─── 제공된 정보 ───

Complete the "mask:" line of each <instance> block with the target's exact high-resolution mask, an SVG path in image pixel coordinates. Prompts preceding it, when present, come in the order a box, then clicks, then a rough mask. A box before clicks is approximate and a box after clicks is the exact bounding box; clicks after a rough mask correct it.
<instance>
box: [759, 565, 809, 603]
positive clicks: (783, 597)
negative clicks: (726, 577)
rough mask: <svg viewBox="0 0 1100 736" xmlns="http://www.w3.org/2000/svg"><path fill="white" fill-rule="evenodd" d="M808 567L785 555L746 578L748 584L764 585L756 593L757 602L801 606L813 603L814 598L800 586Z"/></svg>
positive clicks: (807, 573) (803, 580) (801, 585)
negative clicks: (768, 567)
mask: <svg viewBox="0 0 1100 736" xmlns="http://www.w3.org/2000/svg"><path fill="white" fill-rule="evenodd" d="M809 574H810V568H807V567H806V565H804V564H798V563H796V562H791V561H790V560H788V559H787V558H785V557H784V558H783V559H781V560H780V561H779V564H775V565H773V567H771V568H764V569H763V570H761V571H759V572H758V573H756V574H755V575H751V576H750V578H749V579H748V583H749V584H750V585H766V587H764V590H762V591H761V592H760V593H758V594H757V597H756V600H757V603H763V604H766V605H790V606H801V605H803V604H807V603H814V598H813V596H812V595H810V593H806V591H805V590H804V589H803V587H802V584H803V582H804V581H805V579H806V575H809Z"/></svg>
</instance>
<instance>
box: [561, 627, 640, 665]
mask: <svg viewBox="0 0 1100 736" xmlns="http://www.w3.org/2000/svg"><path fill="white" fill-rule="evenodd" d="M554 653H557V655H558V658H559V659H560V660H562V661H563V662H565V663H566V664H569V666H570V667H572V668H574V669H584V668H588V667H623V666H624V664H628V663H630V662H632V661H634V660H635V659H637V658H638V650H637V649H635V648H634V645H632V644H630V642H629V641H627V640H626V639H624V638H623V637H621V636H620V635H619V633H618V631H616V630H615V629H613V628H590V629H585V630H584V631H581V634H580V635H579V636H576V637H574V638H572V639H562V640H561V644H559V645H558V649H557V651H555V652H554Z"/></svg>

───

● **수행할 과제**
위 항목의 모든 줄을 한 글자도 바꾸지 않고 그대로 반환하십시오.

● **실습 결과**
Complete the "mask:" line of each <instance> block with the target's exact high-resolution mask, an SVG path in image pixel coordinates. Prompts preceding it, when present, come in the order a box, then clicks, then a rough mask. A box before clicks is approximate and a box after clicks is the exact bounding box; clicks after a rough mask correct it.
<instance>
box: [759, 565, 809, 603]
positive clicks: (783, 597)
negative clicks: (726, 577)
rough mask: <svg viewBox="0 0 1100 736" xmlns="http://www.w3.org/2000/svg"><path fill="white" fill-rule="evenodd" d="M808 567L785 555L746 578L748 584L764 585L756 593L757 602L801 606L813 603L814 598L800 586Z"/></svg>
positive clicks: (807, 573) (803, 580) (801, 585)
negative clicks: (768, 567)
mask: <svg viewBox="0 0 1100 736" xmlns="http://www.w3.org/2000/svg"><path fill="white" fill-rule="evenodd" d="M809 574H810V568H807V567H806V565H804V564H798V563H796V562H791V561H790V560H788V559H787V558H785V557H784V558H783V559H781V560H780V561H779V564H775V565H773V567H771V568H764V569H763V570H761V571H759V572H758V573H756V574H755V575H751V576H750V578H749V579H748V583H749V584H750V585H766V587H764V590H762V591H761V592H760V593H758V594H757V597H756V600H757V603H763V604H766V605H790V606H801V605H803V604H807V603H814V598H813V596H812V595H810V593H806V591H805V590H804V589H803V587H802V584H803V582H804V581H805V579H806V575H809Z"/></svg>
</instance>
<instance>
box: [561, 627, 640, 665]
mask: <svg viewBox="0 0 1100 736" xmlns="http://www.w3.org/2000/svg"><path fill="white" fill-rule="evenodd" d="M554 653H557V655H558V658H559V659H560V660H562V661H563V662H565V663H566V664H569V666H570V667H572V668H574V669H584V668H588V667H623V666H624V664H628V663H630V662H632V661H634V660H635V659H637V658H638V650H637V649H635V648H634V645H632V644H630V642H629V641H627V640H626V639H624V638H623V637H621V636H620V635H619V633H618V631H616V630H615V629H613V628H590V629H585V630H584V631H581V634H580V635H579V636H576V637H574V638H572V639H562V640H561V644H559V645H558V649H557V651H555V652H554Z"/></svg>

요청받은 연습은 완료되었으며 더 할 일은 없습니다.